== Directions ==
Which lines of the records contain "sneaker"? Collect every one of them.

(Source data)
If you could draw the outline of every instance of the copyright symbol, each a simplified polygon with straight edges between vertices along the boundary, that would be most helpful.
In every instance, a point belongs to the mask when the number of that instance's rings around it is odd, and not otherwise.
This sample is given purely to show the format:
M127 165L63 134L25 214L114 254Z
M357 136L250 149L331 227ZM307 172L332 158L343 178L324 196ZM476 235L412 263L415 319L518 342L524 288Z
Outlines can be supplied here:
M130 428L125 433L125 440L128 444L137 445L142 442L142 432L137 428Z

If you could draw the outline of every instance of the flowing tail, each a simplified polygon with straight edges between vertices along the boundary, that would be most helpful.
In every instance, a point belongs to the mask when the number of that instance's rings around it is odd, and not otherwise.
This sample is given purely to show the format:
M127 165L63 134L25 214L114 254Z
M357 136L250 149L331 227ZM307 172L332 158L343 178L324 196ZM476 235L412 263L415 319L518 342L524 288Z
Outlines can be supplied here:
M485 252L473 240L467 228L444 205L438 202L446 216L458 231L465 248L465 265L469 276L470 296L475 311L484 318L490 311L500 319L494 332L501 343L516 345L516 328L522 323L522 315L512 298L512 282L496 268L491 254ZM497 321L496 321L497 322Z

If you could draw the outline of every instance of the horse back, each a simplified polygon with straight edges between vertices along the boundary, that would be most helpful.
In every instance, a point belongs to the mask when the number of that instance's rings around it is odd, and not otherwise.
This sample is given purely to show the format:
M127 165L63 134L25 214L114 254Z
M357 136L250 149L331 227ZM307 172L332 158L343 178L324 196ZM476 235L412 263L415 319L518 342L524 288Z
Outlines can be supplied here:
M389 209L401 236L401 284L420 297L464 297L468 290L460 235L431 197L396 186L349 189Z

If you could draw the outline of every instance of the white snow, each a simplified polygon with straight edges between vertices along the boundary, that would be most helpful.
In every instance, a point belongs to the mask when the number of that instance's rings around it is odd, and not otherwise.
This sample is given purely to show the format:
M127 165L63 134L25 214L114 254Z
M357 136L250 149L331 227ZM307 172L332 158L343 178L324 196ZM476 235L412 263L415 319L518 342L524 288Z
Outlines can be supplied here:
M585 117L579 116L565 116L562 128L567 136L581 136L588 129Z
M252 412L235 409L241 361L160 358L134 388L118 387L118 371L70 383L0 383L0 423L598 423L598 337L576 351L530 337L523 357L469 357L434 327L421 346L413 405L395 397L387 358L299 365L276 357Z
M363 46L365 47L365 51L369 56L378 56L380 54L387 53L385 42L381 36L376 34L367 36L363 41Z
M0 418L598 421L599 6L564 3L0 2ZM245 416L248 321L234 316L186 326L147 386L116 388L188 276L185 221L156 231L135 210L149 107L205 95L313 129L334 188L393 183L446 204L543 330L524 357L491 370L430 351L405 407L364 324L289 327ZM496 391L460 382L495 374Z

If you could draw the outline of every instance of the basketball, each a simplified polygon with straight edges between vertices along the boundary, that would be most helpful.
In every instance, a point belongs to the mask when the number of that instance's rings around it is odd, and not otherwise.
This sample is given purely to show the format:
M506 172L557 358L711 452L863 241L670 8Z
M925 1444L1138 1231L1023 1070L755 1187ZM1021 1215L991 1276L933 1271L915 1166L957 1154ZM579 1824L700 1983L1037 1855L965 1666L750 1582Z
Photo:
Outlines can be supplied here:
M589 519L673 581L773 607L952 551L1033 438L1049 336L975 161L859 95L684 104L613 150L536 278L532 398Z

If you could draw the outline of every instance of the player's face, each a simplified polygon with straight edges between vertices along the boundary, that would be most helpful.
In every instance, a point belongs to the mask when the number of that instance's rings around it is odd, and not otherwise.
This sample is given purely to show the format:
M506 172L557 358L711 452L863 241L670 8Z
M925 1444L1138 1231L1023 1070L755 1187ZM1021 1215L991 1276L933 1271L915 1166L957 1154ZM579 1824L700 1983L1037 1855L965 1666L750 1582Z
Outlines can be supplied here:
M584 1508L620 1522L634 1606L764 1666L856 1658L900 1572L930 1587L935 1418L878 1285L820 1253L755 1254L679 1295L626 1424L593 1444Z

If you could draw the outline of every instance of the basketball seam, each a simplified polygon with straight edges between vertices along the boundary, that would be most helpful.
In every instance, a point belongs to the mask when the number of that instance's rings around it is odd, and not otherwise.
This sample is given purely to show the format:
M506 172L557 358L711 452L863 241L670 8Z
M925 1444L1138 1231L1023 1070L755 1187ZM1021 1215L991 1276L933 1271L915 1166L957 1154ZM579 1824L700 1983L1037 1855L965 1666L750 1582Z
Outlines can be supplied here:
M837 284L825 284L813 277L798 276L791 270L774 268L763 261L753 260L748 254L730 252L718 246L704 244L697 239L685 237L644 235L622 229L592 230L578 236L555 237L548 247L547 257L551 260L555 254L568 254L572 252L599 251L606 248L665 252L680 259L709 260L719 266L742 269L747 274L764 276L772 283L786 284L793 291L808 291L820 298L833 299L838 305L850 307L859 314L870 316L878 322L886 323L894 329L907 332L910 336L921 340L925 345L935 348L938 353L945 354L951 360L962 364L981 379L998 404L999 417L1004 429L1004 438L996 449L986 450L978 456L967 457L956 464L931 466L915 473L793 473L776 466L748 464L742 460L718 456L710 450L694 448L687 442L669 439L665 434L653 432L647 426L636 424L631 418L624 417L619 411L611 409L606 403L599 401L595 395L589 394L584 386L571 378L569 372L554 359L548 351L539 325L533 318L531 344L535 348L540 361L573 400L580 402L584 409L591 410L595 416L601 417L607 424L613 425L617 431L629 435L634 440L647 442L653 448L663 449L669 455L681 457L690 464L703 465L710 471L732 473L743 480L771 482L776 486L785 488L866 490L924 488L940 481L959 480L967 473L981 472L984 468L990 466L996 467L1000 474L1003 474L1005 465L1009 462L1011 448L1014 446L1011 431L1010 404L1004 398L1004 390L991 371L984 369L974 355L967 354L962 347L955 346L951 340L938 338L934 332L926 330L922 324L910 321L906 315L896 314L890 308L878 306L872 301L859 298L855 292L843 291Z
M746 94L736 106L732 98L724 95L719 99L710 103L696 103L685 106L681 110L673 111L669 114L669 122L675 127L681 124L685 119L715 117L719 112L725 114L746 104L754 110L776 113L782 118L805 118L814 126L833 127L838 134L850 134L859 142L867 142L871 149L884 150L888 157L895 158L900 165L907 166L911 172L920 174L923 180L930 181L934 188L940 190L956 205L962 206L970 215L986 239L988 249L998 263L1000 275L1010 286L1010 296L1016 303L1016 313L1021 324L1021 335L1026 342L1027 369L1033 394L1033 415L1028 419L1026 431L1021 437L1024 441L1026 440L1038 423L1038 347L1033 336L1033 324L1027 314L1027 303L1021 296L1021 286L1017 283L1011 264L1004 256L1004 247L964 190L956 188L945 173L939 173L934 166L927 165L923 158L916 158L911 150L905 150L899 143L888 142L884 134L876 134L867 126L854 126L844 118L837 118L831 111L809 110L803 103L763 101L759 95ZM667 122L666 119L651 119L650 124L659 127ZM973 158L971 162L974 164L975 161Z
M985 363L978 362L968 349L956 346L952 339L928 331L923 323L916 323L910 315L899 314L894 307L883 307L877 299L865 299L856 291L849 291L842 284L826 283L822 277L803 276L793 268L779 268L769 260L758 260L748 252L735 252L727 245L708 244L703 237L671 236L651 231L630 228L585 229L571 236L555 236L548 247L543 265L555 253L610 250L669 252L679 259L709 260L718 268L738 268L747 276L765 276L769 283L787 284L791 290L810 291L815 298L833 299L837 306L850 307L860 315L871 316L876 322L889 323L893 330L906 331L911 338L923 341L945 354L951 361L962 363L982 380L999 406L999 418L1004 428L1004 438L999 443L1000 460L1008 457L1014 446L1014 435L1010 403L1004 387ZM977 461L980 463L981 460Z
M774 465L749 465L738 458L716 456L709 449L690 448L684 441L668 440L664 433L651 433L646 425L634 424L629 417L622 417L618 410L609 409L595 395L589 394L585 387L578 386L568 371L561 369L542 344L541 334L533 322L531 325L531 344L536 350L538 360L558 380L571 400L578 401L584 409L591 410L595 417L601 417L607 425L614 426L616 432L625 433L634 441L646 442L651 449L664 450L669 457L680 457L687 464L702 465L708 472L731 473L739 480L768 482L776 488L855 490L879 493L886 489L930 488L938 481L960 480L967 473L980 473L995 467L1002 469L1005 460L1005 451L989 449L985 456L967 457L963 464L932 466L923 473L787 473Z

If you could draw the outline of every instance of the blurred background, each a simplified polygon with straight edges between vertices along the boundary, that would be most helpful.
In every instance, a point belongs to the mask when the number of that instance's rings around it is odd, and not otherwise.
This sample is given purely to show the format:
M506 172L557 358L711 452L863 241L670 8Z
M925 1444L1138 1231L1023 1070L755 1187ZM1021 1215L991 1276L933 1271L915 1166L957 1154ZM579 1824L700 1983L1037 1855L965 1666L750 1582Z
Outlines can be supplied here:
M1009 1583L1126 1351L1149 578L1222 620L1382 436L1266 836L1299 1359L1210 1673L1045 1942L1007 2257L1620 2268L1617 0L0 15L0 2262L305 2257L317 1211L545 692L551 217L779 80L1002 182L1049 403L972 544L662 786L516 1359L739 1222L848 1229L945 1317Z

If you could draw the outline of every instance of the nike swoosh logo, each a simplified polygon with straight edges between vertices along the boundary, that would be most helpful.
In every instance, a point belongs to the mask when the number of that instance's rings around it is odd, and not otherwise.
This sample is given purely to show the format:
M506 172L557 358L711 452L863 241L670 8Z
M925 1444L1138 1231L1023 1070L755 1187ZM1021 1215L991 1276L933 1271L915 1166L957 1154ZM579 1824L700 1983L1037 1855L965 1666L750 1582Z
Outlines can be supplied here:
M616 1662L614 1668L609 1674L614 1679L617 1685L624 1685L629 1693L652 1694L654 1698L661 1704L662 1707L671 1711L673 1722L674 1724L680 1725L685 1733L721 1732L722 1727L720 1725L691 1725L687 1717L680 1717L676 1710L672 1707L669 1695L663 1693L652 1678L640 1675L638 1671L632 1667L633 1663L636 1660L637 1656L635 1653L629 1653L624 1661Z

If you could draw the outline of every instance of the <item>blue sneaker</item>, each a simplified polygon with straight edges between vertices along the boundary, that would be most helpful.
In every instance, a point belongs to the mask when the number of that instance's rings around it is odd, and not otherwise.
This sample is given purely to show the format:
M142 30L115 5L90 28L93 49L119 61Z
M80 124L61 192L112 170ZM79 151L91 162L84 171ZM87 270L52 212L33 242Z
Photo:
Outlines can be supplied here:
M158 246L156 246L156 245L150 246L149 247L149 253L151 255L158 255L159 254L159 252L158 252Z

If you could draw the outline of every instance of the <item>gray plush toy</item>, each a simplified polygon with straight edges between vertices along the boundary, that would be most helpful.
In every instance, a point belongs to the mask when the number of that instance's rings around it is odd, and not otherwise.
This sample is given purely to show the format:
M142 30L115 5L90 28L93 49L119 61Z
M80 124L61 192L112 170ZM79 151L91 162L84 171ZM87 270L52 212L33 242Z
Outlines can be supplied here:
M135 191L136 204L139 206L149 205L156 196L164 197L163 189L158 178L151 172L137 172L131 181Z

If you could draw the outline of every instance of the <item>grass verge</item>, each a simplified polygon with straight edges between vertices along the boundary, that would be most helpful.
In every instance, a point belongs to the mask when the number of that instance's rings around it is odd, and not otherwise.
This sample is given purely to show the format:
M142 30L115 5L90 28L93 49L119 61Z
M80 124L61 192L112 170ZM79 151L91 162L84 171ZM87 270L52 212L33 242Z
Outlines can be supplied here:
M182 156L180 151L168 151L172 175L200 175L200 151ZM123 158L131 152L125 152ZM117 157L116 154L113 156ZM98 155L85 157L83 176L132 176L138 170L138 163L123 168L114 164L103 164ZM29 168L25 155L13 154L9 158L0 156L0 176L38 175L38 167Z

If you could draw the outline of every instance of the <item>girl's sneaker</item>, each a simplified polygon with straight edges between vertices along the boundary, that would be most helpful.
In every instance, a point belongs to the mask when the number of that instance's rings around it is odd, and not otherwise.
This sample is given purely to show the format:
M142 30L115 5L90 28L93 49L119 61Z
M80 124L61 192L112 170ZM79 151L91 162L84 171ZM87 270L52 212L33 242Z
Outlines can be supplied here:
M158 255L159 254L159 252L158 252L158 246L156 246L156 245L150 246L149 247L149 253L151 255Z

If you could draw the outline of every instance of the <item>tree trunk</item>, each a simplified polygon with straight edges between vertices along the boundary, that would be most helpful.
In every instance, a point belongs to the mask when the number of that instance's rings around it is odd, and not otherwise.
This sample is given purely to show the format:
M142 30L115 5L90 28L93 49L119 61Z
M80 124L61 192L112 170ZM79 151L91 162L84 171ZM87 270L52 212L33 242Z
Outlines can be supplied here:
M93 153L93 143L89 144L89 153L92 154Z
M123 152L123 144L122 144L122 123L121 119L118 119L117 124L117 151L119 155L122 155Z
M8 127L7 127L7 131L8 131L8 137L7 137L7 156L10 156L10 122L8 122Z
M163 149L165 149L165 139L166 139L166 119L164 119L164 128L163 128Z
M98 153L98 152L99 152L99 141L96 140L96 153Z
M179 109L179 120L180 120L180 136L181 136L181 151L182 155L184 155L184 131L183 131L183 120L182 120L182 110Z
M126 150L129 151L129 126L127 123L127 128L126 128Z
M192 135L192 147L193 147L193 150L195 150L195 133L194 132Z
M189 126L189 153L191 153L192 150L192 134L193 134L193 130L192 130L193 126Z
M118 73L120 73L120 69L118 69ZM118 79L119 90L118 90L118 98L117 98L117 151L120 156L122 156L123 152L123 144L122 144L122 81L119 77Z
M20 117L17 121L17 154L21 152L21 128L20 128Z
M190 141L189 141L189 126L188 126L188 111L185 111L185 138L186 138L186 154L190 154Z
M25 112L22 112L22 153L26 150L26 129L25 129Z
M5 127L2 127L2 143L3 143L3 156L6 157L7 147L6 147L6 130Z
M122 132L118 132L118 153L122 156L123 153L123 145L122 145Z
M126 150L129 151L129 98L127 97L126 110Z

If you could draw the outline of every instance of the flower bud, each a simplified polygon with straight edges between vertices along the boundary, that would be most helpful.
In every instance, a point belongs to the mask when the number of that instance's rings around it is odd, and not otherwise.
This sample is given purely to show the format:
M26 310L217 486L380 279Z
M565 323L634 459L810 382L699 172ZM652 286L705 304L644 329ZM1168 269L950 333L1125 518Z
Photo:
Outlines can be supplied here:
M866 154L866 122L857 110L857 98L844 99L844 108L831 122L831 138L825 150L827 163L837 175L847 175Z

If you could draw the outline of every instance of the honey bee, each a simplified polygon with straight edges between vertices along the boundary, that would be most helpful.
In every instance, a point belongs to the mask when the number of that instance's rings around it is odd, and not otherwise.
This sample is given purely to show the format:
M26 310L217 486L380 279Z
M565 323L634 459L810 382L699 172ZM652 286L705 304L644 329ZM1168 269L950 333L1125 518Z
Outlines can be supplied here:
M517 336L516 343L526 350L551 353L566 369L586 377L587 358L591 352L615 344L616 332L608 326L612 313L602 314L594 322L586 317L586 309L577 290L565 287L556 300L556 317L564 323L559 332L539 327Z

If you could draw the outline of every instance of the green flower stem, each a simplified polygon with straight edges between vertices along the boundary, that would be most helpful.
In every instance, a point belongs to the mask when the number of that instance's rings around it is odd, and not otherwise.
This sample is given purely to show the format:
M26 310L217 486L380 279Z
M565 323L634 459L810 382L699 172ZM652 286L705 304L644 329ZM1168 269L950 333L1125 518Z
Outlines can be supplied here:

== Task response ==
If you could draw the outline of every instance of the <item>blue sneaker</item>, each a simplified polygon with straight edges between vertices along the boundary, that would be most helpful.
If you could draw the outline of every instance of the <item>girl's sneaker</item>, each a simplified polygon with straight edges between vertices along the boundary, that would be most helpful.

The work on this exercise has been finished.